[Start of section]

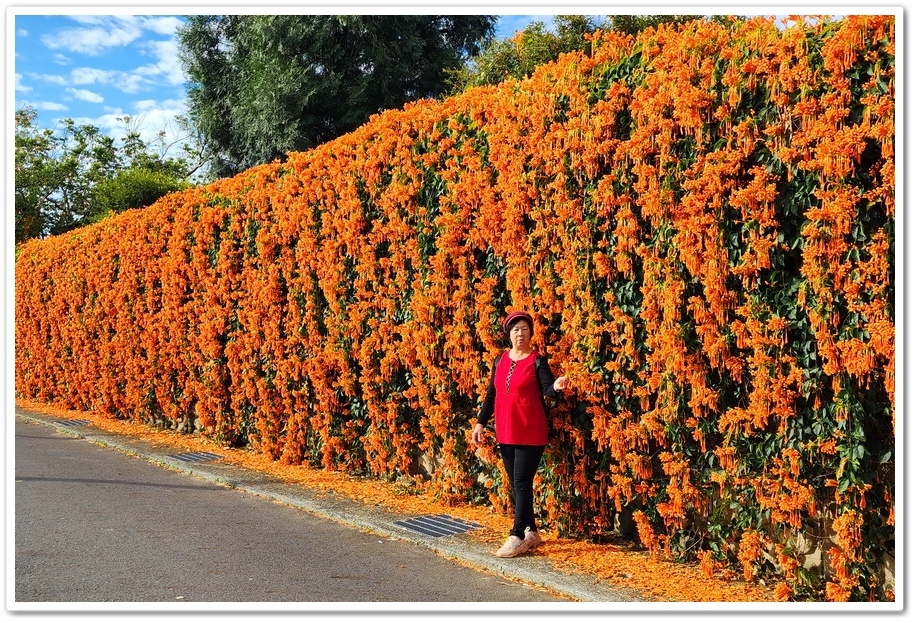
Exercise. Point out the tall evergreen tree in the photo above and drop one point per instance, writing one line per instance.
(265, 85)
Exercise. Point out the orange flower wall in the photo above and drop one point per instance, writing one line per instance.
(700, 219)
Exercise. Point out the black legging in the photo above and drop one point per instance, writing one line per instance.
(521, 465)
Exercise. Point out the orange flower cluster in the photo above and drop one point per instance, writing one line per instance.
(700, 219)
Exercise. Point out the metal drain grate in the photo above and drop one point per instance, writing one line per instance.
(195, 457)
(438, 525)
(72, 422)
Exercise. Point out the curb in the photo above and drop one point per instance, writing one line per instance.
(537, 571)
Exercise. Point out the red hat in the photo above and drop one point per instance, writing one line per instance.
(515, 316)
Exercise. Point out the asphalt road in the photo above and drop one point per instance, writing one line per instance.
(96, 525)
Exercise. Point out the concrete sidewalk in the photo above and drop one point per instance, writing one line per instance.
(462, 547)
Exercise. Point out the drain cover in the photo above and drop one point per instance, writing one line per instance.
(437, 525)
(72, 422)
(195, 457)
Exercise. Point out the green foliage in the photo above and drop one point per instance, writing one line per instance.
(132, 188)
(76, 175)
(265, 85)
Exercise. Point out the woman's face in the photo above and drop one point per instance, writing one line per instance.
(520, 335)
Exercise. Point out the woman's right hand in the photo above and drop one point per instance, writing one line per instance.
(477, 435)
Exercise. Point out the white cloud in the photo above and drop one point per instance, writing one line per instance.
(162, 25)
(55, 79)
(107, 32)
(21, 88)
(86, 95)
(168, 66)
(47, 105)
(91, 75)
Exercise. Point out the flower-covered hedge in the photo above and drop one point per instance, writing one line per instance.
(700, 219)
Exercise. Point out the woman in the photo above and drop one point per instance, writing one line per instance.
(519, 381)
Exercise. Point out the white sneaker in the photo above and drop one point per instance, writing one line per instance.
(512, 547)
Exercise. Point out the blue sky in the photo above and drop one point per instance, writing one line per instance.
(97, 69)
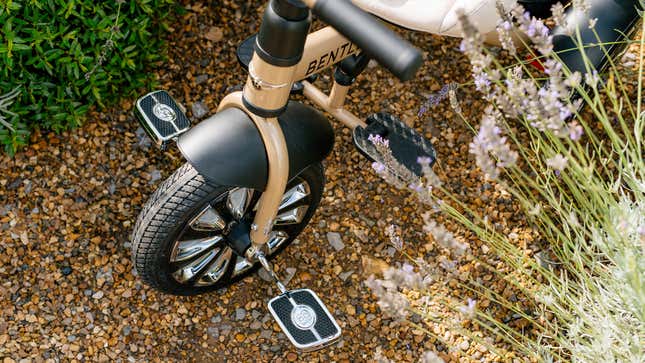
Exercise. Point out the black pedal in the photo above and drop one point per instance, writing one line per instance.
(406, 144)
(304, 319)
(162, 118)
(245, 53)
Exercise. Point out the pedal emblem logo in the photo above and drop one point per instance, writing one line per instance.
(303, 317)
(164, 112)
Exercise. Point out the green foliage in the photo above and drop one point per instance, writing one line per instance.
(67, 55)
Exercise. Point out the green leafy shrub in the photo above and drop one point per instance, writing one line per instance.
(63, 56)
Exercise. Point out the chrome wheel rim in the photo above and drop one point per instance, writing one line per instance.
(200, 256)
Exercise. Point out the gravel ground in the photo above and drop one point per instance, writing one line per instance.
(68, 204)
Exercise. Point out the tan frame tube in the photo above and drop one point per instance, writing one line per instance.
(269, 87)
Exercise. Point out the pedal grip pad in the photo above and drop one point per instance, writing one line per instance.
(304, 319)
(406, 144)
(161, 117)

[End of section]

Write out the records shown above exactly, but do not include any images.

Exercise. Point out the tall evergreen tree in the photo above and drop one point per instance, writing one line per instance.
(265, 85)
Exercise. Point out the orange flower wall in the photo above and drop one point per instance, writing one line per instance.
(700, 219)
Exercise. Point out the black legging in the photo above and drop one point per instance, writing one line per instance.
(521, 465)
Exercise. Point out the orange flower cluster in the photo above and drop one point per instance, writing one line per instance.
(700, 219)
Exercise. Point out the metal drain grate in the photo above and drop one point per instance, writing one line per instance.
(195, 457)
(438, 525)
(72, 422)
Exercise. Point out the curb in the photo above and drop one point per instance, writing one line per instance.
(537, 571)
Exercise. Point out the red hat in the photo above and drop one point per instance, writing one line per instance.
(515, 316)
Exercise. Point out the asphalt road in the photo above and drop one point per instance, writing one line per instance.
(96, 525)
Exercise. Point out the concrete sidewalk in the photo above and drop one point per instance, writing one line per instance.
(462, 547)
Exercise. Point out the drain cover in the photo above and drop one point per instance, writing one line per instance.
(437, 525)
(72, 422)
(195, 457)
Exercise. Point out the green foliage in the photo above and drop one point per instance, writing one line per instance.
(132, 188)
(76, 175)
(265, 85)
Exercise. Point out the woman's face in the photo above and drop one point per instance, writing one line per instance.
(520, 335)
Exercise. Point out the woman's right hand in the photo above and drop one point per instance, writing one line per instance.
(477, 435)
Exercise. Point out the white cloud in the photo above and drop one point per instance, writing one line per instance.
(162, 25)
(55, 79)
(107, 32)
(21, 88)
(86, 95)
(168, 66)
(47, 105)
(91, 75)
Exercise. Point out the flower-covered hedge in the photo above and drop one point per instance, writing one line per instance.
(700, 219)
Exercise. Point out the woman in the photo above and drop one point per instance, writing one line per instance.
(519, 381)
Exercise. Point out the white sneaker in the photo above and drop one point per instance, writing one line per instance.
(512, 547)
Exercise. Point out the blue sky in the photo above and drop one point per instance, writing one line per instance.
(97, 69)
Exercise. Point out the black pedal in the photo above and drop one point per instance, writing one line per instance.
(406, 144)
(304, 319)
(162, 118)
(245, 53)
Exercise. Point out the pedal emblem logo in the photo above and drop one point per instance, writing one line per instance.
(303, 317)
(164, 112)
Exercise. Point out the green foliage in the photo above and drop one point per instance, writing one line per instance.
(67, 55)
Exercise. Point out the green leafy shrub in the photo above and drop one point per instance, writing one line per instance.
(63, 56)
Exercise. Point out the chrome wheel rim in the photo above and drop one point per instance, writing one line per instance.
(200, 256)
Exercise. Point out the gravel ground in the photo above and drop one point per instance, writing one line per instance.
(68, 204)
Exercise. Point out the tan frame tube in the photo above and drop one point per instance, writing one line per instance.
(269, 87)
Exercise. Point out the pedal grip pad in the photo above and drop one point per instance, writing one line per instance.
(304, 319)
(406, 144)
(161, 117)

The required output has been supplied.